- [Description of the task]: In the material below, which lines hold the word "hillside"? Pick each one out.

- [Data supplied]:
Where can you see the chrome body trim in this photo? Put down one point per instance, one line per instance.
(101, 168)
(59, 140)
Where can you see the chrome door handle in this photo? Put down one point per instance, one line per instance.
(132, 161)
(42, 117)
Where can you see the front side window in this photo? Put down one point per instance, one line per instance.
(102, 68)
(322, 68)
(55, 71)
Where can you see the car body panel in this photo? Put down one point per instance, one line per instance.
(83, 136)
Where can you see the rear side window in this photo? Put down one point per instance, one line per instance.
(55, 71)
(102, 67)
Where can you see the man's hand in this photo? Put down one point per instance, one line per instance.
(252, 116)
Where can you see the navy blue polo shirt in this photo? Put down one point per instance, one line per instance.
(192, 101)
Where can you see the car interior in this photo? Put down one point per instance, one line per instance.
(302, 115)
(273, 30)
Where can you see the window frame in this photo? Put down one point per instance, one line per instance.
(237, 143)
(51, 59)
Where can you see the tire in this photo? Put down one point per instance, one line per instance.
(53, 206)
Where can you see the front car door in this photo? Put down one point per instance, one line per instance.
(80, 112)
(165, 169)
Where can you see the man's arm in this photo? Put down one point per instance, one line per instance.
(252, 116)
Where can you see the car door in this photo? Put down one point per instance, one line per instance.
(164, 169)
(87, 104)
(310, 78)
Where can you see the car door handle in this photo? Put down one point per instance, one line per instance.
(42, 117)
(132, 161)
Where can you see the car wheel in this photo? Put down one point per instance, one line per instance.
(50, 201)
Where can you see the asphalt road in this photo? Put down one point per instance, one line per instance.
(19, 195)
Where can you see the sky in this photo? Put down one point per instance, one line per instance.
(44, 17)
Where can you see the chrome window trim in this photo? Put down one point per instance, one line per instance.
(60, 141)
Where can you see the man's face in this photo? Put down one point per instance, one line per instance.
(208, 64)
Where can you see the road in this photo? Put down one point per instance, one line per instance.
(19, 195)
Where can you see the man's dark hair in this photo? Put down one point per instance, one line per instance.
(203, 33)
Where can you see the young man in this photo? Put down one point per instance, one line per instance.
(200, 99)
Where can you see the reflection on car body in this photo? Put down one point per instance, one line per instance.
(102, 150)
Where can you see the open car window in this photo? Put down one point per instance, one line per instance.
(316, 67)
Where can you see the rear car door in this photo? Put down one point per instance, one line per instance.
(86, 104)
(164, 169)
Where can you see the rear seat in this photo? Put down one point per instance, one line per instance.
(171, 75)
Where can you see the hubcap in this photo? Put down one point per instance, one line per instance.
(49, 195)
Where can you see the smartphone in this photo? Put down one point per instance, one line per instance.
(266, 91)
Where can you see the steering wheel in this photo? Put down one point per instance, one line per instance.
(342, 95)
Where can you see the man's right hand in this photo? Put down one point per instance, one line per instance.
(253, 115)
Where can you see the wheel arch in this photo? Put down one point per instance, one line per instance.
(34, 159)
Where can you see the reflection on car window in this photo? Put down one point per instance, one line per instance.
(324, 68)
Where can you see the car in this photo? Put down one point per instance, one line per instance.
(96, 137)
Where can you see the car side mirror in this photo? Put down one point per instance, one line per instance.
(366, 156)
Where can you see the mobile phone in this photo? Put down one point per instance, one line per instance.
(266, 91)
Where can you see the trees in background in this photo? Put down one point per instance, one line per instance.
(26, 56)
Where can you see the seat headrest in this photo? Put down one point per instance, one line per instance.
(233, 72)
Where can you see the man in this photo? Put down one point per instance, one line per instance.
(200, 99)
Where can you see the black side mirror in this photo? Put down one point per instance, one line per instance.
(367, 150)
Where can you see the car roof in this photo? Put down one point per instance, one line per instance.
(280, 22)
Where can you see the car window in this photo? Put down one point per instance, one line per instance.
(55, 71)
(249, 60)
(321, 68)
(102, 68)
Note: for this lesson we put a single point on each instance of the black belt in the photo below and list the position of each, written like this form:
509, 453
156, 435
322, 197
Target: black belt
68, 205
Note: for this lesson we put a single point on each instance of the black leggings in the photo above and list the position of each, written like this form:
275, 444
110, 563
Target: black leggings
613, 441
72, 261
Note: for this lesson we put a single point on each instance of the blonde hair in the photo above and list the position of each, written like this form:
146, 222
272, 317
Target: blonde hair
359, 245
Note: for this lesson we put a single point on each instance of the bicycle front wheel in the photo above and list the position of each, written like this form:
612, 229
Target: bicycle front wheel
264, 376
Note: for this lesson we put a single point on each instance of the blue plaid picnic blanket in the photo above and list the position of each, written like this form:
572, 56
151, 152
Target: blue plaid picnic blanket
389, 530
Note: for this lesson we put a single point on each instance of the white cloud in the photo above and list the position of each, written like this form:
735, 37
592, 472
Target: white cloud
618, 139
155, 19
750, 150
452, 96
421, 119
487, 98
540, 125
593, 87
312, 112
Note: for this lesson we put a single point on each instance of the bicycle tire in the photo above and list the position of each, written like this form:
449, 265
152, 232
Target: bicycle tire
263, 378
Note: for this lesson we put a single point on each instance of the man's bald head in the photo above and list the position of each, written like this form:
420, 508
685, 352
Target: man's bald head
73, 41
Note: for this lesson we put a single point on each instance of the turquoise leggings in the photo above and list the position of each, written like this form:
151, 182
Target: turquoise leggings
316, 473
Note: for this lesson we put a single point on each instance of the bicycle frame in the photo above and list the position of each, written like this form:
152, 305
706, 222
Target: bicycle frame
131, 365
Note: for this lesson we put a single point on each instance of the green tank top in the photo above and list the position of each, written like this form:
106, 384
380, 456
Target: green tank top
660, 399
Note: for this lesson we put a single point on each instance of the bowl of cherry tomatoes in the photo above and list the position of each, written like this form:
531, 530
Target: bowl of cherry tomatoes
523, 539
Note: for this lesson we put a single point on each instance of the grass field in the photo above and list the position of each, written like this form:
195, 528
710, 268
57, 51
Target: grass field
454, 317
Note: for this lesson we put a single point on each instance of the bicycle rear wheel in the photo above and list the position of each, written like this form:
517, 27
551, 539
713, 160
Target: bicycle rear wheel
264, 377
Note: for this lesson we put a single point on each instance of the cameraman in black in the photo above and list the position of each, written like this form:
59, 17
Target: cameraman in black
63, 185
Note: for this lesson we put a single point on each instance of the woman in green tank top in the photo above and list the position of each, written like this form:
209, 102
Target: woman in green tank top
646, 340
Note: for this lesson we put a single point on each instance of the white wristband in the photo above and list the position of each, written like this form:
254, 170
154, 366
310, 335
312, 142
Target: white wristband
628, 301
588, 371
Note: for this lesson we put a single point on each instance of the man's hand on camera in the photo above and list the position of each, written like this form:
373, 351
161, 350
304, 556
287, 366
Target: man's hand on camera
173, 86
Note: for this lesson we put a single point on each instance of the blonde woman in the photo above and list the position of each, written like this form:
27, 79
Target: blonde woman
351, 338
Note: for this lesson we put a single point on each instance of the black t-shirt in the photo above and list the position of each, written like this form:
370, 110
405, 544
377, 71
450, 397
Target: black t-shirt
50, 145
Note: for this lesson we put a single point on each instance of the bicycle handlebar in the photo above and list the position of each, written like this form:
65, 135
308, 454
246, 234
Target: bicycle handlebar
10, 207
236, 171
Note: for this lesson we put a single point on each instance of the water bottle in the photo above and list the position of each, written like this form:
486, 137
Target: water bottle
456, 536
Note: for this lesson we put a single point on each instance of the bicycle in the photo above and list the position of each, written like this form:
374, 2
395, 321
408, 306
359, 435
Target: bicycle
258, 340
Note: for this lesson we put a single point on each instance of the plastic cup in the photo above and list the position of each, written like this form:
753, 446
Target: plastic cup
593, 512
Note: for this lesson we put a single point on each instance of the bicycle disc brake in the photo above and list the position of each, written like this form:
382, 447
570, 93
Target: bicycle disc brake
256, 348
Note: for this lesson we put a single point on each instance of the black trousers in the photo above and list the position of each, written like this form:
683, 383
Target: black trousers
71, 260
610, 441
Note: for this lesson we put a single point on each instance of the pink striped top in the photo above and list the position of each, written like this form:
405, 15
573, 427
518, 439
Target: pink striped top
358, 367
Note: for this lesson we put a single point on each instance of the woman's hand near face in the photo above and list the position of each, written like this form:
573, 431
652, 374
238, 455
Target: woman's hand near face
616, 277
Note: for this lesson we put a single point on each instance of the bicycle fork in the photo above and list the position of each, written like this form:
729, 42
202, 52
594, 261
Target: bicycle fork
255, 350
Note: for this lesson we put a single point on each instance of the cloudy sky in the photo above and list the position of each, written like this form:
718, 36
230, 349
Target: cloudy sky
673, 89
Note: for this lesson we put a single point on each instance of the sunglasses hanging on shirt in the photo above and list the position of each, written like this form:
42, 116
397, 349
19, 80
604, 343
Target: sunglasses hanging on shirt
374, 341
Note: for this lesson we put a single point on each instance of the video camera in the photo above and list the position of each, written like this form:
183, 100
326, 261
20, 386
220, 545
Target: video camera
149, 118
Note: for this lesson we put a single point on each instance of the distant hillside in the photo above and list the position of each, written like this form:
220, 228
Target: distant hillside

- [Written answer]:
Note: for this lesson we put a single point on each instance of the distant hillside in the photo above and list the position of each, written like this form:
Target: distant hillside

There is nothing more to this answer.